Brief: Reproduce exactly the lines that run from the start of the records below to the line with "box: [184, 126, 191, 140]", inclusive.

[[ Data provided open ]]

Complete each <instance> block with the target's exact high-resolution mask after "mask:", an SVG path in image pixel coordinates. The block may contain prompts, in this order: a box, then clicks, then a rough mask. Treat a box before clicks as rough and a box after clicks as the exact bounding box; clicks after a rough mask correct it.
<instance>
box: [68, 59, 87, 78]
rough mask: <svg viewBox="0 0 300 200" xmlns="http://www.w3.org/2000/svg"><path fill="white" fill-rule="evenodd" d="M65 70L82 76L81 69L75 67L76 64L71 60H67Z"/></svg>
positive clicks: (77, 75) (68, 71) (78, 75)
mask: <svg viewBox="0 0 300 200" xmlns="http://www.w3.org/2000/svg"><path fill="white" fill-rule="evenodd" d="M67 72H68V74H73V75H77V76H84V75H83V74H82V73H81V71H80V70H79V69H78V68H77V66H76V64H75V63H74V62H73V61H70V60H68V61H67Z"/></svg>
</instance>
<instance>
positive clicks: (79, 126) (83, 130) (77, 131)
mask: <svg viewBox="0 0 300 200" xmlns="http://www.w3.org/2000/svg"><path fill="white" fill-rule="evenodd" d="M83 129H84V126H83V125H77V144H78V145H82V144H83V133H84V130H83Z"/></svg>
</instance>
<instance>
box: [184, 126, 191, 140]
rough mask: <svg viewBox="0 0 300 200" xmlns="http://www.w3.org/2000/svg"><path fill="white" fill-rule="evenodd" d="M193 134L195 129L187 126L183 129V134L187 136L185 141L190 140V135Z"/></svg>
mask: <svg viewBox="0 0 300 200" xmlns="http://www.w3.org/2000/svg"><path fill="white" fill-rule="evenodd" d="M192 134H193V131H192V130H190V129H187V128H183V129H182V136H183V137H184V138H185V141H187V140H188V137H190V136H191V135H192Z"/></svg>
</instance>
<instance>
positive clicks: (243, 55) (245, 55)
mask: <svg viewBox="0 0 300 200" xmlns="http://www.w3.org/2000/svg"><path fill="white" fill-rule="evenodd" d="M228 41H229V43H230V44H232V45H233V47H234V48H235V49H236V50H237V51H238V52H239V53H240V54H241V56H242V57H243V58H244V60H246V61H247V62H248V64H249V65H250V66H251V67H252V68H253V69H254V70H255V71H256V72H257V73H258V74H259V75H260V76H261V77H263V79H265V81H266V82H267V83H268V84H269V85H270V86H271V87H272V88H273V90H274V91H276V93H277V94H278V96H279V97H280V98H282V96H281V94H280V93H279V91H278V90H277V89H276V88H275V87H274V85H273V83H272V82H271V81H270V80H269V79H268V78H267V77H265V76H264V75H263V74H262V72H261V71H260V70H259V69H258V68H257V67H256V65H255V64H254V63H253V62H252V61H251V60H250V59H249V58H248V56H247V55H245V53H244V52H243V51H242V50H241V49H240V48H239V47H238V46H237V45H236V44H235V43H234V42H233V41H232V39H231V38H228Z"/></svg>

[[ Data provided closed ]]

Solution to the exercise:
Complete each <instance> block with the target's exact high-resolution mask after "mask:", an SVG path in image pixel coordinates. The block may contain prompts, in this order: a box, then clicks, then a rough mask. Treat a box before clicks as rough and a box after clicks as the exact bounding box; clicks after a rough mask correct it.
<instance>
box: [68, 59, 87, 78]
rough mask: <svg viewBox="0 0 300 200" xmlns="http://www.w3.org/2000/svg"><path fill="white" fill-rule="evenodd" d="M65 70L82 76L81 69L75 67L76 64L71 60H67Z"/></svg>
positive clicks: (77, 75) (68, 71) (78, 75)
mask: <svg viewBox="0 0 300 200" xmlns="http://www.w3.org/2000/svg"><path fill="white" fill-rule="evenodd" d="M67 72H68V74H73V75H77V76H84V75H83V74H82V73H81V71H80V70H79V69H78V68H77V66H76V64H75V63H74V62H73V61H70V60H68V61H67Z"/></svg>
</instance>
<instance>
positive clicks: (79, 126) (83, 130) (77, 131)
mask: <svg viewBox="0 0 300 200" xmlns="http://www.w3.org/2000/svg"><path fill="white" fill-rule="evenodd" d="M83 129H84V126H83V125H77V144H78V145H82V144H83V133H84V130H83Z"/></svg>
</instance>
<instance>
box: [184, 126, 191, 140]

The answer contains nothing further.